*Supplied passage*:
☆ ☆ ☆ ☆ ☆

Thanks so much for the thoughtful engagement Bob. Super interesting paper to read.
Some thoughts and responses:
On Eisemann and your paper: I agree with your point that anecdotes don’t establish prevalence, mechanism, or what “protective” behavior would look like in an insect biomechanics context. I’m also deliberately not treating the passage as “proper evidence” (as described) against sentience or as an argument that insects don’t have aversive experience—I note it may look different and cite work showing wound-tending and motivational trade-offs. I simply use these observations to note that they sit awkwardly with our usual inferences about severe suffering, which is what the section is about. I have kept the Eisemann passage (as an illustration, like I did before) but tempered and clarified some language around it and how it might be interpreted.
The rhetorical problem I’m reacting to is the opposite: advocates often speak as though severe, life-dominating suffering is an almost automatic implication of sentience markers (benthams.substack.com/p…). I cast doubt on such inferences. So granting all that you and Barrett write about Eisemann not being solid evidence against aversive experience (which I agree with), it’s unclear to me what positive evidence might convince us of a serious aversive state and what negative evidence would actually lower such credence. My worry is that severity risks becoming either automatically inferred or empirically unfalsifiable, through which these low credence, high-n beings come to dominate EV math. Would be very interested if you have reading recommendations on the severity of aversive states or pain.

☆ ☆ ☆ ☆ ☆

Stored data entries
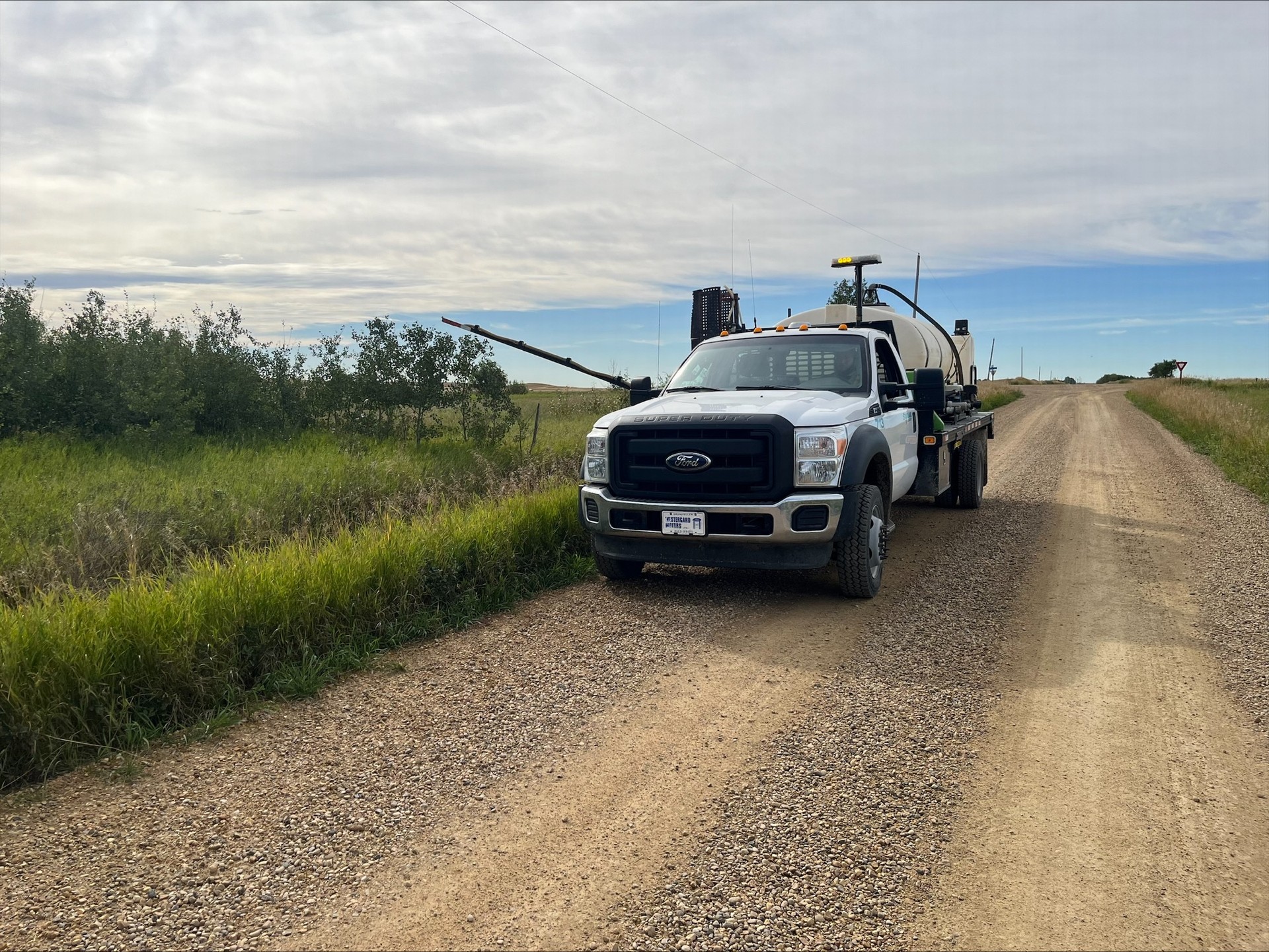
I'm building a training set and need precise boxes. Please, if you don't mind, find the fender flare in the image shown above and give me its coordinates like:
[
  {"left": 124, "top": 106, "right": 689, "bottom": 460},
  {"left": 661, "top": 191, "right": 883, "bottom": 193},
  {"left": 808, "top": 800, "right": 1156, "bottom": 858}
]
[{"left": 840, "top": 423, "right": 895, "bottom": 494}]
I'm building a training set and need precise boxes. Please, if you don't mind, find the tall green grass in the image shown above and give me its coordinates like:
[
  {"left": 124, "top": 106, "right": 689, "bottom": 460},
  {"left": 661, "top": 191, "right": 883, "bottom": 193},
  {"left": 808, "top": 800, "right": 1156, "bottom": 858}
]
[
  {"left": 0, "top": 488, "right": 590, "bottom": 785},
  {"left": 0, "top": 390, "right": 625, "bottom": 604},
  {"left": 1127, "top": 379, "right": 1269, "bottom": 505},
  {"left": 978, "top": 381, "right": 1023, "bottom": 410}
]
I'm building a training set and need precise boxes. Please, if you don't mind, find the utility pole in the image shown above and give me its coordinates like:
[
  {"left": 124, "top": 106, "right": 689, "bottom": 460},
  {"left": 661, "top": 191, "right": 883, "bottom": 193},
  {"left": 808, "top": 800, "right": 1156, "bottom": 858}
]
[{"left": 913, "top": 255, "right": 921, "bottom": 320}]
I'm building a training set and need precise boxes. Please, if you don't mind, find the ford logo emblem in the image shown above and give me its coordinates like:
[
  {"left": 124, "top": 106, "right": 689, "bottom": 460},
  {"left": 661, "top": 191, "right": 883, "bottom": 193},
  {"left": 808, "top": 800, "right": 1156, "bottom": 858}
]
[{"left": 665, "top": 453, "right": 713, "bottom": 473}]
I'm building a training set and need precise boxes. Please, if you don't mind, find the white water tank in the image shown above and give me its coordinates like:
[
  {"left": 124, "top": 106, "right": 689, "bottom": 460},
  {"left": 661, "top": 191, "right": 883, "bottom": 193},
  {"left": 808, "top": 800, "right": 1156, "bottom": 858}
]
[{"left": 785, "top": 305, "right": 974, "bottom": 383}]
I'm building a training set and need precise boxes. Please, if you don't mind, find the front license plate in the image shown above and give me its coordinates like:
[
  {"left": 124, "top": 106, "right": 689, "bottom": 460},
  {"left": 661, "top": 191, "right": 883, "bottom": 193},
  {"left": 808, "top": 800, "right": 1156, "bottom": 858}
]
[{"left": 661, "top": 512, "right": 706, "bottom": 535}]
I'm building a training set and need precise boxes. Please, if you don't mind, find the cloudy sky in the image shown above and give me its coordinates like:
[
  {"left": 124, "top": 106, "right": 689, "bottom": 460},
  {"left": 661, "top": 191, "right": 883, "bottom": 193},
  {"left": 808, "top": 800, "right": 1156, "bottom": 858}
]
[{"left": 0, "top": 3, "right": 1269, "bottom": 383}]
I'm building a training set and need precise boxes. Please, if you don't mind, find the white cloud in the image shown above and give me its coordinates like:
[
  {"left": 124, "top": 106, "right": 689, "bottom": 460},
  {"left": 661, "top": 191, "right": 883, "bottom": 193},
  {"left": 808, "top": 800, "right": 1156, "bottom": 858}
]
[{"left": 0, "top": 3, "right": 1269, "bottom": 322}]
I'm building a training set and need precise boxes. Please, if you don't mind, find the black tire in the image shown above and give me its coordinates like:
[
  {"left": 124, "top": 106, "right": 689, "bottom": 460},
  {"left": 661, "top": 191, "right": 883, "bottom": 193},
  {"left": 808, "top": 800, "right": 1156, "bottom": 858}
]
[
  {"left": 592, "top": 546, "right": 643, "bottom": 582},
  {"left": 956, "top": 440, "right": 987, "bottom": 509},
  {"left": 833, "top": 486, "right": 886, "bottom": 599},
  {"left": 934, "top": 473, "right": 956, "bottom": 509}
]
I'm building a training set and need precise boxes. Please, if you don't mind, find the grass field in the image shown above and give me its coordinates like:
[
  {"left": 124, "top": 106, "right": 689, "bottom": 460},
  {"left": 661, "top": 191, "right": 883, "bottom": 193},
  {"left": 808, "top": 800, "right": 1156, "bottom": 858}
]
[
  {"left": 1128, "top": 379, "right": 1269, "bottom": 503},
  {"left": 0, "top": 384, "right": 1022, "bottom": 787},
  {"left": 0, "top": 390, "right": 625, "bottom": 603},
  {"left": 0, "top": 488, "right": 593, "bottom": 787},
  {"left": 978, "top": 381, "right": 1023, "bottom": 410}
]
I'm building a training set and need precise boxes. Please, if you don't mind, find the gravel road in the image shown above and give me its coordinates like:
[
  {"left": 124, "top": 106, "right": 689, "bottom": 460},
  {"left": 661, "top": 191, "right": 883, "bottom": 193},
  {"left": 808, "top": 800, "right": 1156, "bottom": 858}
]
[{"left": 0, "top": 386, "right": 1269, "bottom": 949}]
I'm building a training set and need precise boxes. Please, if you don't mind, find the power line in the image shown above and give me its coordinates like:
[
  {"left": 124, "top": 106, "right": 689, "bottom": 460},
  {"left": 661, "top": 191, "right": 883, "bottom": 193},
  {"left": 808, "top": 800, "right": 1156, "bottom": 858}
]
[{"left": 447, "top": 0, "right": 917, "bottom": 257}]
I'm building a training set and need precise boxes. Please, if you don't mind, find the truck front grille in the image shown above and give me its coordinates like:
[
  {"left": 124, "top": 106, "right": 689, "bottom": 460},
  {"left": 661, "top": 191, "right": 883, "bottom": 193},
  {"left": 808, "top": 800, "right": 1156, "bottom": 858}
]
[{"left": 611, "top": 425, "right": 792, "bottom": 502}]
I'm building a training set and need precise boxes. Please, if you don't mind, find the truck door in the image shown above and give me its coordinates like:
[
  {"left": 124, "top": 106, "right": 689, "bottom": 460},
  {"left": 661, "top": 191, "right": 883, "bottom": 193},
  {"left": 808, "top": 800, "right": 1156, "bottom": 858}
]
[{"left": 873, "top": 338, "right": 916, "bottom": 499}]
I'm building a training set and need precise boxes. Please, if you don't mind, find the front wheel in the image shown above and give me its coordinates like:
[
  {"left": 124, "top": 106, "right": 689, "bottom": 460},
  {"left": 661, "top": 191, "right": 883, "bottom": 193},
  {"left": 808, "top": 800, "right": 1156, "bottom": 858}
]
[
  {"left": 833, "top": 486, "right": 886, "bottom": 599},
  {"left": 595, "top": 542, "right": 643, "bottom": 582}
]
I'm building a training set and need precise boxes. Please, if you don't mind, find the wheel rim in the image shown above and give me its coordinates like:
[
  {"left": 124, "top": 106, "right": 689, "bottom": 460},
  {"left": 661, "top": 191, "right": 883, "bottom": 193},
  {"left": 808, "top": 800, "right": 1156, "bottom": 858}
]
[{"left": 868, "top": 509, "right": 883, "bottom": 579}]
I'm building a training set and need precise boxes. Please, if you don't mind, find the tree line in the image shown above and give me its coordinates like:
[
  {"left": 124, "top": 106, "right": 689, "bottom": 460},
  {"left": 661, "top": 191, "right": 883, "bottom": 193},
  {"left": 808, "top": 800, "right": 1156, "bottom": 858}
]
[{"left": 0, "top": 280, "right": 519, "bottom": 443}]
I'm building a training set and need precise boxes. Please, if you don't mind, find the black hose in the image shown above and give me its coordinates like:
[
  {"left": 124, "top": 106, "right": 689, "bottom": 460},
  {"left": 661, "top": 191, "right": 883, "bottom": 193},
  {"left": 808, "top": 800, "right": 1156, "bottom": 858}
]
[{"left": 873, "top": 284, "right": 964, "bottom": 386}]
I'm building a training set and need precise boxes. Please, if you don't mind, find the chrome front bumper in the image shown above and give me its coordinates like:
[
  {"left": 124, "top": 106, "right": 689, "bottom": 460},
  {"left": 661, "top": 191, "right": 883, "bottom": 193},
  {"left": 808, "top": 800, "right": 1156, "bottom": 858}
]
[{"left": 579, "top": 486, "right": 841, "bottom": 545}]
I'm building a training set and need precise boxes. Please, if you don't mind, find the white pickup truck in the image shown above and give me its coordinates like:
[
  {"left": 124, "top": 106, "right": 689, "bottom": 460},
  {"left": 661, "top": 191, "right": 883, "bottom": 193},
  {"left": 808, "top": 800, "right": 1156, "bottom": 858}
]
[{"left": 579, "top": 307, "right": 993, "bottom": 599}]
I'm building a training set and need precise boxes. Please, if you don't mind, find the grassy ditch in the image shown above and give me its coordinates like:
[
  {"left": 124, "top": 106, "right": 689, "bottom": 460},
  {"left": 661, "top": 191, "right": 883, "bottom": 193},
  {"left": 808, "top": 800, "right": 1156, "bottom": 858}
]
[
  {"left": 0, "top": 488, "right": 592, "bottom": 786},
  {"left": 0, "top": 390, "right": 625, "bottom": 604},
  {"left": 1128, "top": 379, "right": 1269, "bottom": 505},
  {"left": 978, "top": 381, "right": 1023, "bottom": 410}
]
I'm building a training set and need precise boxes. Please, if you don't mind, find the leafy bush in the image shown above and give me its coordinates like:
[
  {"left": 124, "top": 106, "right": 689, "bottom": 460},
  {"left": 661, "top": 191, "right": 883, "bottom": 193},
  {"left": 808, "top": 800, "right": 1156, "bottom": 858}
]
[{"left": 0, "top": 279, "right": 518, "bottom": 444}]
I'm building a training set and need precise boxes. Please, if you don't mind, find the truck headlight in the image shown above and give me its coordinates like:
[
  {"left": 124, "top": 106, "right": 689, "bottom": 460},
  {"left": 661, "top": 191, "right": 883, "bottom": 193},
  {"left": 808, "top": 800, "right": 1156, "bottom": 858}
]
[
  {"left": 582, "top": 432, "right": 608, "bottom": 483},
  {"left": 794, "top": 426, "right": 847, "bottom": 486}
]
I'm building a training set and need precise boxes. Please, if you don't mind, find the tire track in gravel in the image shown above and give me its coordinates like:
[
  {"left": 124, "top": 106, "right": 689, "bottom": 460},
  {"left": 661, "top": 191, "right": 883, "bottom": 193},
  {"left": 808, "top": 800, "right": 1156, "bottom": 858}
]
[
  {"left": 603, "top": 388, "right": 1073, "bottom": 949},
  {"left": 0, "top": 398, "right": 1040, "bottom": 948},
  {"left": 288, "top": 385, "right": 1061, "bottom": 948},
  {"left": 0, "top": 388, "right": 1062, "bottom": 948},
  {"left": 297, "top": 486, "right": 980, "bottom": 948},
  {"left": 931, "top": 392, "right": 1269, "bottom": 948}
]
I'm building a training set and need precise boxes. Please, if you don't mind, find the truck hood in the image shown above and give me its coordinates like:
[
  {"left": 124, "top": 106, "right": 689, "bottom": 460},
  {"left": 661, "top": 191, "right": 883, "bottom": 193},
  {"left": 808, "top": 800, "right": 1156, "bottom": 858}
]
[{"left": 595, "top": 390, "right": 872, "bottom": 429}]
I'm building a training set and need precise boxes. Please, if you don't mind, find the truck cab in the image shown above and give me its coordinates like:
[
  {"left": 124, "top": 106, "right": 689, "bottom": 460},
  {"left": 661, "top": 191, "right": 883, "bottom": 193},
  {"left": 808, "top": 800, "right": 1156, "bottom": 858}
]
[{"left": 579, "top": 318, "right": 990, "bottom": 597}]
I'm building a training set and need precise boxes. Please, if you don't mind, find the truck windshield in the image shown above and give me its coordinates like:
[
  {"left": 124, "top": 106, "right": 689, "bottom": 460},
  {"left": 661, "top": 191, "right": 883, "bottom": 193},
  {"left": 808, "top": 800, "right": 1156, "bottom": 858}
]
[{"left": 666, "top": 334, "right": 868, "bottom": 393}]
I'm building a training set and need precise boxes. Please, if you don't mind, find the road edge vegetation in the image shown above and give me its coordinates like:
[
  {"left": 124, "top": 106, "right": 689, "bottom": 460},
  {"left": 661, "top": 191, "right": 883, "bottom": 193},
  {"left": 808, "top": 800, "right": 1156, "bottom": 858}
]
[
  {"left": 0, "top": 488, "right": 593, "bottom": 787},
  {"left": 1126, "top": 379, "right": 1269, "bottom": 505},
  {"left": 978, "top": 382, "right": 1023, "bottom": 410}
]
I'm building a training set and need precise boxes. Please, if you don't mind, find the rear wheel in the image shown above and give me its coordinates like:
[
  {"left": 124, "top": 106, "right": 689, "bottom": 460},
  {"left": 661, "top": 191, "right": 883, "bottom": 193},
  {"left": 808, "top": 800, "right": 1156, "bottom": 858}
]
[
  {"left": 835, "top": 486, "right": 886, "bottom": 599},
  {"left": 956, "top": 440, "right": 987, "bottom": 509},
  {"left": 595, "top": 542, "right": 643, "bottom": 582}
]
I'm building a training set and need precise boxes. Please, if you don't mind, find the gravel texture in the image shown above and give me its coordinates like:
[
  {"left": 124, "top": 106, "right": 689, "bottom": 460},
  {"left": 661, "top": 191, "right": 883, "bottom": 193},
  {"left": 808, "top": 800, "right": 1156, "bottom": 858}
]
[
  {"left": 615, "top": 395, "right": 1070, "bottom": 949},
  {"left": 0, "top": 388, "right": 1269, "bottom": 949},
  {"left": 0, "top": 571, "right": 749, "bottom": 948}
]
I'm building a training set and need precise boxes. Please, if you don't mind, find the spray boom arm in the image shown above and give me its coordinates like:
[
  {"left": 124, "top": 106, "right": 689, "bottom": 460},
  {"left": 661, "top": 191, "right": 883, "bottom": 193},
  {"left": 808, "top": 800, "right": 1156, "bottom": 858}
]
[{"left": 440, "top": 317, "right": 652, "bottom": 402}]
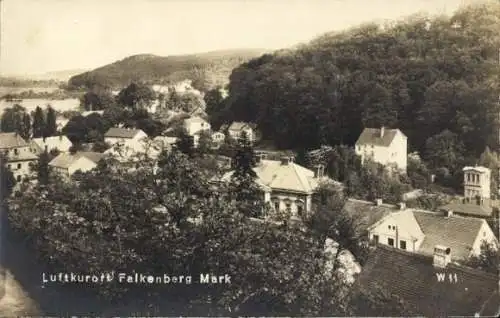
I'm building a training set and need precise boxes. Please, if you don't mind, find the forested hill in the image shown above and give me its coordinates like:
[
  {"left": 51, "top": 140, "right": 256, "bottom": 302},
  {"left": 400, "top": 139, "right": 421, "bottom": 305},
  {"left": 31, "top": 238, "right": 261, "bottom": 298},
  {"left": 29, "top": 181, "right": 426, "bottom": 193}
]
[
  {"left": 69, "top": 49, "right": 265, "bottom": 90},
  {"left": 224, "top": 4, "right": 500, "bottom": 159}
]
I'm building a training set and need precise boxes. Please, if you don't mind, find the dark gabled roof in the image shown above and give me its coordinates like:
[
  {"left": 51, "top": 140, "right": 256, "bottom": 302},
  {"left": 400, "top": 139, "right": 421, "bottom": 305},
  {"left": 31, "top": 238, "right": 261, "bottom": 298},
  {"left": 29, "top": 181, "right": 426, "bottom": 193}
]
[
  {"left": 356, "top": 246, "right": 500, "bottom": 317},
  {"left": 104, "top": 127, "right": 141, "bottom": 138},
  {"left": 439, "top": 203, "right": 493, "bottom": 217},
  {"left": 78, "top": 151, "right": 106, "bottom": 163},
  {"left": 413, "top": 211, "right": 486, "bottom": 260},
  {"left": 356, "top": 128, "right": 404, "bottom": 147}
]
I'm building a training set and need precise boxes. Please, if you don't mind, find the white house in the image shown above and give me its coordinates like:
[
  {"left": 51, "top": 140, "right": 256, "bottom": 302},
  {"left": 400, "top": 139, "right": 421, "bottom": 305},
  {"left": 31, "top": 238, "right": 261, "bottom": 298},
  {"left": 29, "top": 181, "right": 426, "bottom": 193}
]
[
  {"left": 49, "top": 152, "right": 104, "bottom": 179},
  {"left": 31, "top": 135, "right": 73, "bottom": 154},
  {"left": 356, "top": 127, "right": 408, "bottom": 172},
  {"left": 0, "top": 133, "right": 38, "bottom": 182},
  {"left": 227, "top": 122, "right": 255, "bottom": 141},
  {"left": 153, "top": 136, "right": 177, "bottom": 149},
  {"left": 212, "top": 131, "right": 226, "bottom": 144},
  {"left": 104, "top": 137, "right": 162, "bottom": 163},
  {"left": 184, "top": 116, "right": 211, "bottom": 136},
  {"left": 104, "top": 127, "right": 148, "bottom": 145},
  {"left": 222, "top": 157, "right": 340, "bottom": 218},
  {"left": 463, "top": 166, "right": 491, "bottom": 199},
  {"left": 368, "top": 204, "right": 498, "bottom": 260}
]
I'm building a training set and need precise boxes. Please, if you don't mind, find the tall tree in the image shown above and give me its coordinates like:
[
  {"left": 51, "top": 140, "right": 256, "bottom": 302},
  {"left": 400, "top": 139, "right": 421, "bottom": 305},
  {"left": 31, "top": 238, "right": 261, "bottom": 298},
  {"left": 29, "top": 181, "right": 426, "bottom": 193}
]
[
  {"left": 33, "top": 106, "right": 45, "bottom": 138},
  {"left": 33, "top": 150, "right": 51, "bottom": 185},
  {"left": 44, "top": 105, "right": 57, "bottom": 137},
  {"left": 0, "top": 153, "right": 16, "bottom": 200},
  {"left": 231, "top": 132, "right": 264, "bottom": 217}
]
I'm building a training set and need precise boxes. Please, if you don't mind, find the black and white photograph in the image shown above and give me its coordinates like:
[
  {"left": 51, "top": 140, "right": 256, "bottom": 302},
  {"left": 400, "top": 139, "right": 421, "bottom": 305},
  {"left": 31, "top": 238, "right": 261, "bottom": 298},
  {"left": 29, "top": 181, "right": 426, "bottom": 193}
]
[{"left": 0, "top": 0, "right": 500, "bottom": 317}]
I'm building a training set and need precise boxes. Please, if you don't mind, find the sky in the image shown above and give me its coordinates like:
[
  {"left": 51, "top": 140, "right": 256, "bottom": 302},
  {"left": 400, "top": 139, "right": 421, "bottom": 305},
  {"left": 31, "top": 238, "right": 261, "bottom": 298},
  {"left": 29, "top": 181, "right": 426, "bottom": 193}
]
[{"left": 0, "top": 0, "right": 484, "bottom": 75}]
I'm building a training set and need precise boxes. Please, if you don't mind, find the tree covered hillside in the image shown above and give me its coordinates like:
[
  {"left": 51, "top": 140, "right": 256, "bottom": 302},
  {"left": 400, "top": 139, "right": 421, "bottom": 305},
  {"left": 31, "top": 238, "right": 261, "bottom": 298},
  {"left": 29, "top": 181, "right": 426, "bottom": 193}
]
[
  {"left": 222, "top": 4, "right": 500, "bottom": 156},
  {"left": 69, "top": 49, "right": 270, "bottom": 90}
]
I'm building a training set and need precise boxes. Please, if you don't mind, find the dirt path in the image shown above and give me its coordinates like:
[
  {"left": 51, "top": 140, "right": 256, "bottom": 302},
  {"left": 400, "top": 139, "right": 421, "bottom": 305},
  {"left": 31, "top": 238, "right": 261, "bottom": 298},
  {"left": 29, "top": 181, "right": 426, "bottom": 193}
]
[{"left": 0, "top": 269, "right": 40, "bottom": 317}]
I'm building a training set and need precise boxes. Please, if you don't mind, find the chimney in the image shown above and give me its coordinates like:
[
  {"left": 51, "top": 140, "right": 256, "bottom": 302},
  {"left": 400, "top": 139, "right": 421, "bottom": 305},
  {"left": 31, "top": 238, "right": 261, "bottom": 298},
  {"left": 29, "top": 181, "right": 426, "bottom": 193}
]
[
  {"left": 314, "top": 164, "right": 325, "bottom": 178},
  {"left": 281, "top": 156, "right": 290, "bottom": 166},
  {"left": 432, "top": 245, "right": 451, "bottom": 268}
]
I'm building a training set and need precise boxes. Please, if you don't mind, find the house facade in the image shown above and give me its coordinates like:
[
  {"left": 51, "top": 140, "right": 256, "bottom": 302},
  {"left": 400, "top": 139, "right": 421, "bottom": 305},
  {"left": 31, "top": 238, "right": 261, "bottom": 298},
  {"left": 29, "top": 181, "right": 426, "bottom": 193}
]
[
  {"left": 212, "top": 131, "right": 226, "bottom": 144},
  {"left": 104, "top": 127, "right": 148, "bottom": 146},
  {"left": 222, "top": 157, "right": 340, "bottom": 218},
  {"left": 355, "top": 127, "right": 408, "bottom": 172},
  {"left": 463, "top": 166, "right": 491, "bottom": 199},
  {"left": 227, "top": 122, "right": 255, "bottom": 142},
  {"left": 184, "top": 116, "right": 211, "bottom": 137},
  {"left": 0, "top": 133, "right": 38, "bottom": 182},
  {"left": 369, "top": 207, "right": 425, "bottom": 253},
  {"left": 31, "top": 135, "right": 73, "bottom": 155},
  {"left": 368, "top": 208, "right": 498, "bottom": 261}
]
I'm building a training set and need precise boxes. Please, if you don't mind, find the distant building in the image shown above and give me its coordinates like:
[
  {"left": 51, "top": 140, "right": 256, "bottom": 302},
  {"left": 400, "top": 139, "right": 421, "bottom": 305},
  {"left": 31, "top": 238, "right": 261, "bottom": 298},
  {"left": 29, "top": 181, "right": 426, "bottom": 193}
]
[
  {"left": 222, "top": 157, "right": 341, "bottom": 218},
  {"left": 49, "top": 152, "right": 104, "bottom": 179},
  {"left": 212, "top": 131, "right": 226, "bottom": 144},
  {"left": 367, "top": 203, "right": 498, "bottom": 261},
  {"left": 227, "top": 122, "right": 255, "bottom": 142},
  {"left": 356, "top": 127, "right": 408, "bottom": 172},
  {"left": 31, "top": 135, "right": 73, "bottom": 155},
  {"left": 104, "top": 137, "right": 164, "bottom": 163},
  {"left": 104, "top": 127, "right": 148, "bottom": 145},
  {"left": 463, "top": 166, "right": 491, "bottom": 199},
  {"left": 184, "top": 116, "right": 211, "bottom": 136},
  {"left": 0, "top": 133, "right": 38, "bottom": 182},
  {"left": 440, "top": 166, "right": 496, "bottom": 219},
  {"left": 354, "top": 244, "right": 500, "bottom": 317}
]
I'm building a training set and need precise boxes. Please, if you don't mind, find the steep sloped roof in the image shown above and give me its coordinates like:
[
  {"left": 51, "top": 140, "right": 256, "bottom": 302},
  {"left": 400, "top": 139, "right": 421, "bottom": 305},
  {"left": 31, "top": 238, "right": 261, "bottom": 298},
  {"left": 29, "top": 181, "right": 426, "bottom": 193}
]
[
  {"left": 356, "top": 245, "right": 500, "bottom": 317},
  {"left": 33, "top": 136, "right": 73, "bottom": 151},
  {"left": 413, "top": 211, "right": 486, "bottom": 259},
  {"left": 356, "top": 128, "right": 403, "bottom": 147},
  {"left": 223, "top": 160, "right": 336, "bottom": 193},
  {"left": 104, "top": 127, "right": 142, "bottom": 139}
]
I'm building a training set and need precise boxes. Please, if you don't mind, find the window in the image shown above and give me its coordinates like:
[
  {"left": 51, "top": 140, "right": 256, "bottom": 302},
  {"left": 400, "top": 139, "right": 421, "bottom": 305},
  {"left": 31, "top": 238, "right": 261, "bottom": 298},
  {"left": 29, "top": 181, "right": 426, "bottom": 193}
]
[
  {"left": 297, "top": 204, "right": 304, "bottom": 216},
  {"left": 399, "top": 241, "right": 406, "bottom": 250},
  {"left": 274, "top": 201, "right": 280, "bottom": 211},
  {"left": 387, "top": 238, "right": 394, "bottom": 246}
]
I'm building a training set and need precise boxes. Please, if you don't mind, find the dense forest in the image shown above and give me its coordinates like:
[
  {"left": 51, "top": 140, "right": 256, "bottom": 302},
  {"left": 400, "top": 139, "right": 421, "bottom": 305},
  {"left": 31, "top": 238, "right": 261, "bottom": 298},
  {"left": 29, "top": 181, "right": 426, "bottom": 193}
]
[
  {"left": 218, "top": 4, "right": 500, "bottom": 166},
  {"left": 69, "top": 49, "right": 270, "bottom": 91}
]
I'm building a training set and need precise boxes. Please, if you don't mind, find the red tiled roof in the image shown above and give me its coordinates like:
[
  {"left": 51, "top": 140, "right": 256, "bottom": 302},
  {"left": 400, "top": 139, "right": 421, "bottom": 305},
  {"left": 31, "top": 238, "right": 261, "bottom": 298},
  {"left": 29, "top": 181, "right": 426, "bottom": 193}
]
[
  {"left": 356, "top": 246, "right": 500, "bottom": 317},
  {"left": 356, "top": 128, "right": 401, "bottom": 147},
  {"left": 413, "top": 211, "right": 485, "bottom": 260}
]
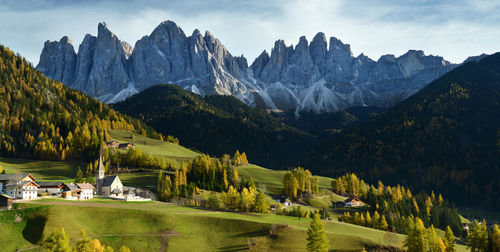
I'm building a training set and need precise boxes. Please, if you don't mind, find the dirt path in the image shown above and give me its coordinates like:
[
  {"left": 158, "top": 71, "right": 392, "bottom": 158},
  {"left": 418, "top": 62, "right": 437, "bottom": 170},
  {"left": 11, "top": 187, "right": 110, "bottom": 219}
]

☆ ☆ ☆ ☆ ☆

*Actions to take*:
[A] Reproduce the reply word for word, everything from "Some thoughts and" down to "might be interpreted.".
[B] Using the reply, decide whether each statement agrees with it, answering yes or no and quoting the words that settle it: (i) The writer removed the Eisemann passage. (ii) The writer agrees that anecdotes don't establish prevalence. (iii) The writer asks for reading recommendations on the severity of aversive states or pain.
[C] Condense the paragraph of the reply that opens with "The rhetorical problem I’m reacting to" into a shorter version that keeps its main points.
The listing plays no part in this work.

*Task answers*:
[A]
Some thoughts and responses:
On Eisemann and your paper: I agree with your point that anecdotes don’t establish prevalence, mechanism, or what “protective” behavior would look like in an insect biomechanics context. I’m also deliberately not treating the passage as “proper evidence” (as described) against sentience or as an argument that insects don’t have aversive experience—I note it may look different and cite work showing wound-tending and motivational trade-offs. I simply use these observations to note that they sit awkwardly with our usual inferences about severe suffering, which is what the section is about. I have kept the Eisemann passage (as an illustration, like I did before) but tempered and clarified some language around it and how it might be interpreted.

[B]
(i) No: "I have kept the Eisemann passage"
(ii) Yes: "I agree with your point that anecdotes don’t establish prevalence"
(iii) Yes: "Would be very interested if you have reading recommendations on the severity of aversive states or pain."

[C] The writer objects to advocates treating severe, life-dominating suffering as a near-automatic implication of sentience markers, and casts doubt on that inference. While agreeing that Eisemann is not solid evidence against aversive experience, the writer asks what positive evidence would show a serious aversive state and what negative evidence would lower that credence. The worry is that severity becomes either automatically inferred or empirically unfalsifiable, letting low-credence, high-n beings dominate EV math. The writer asks for reading recommendations on the severity of aversive states or pain.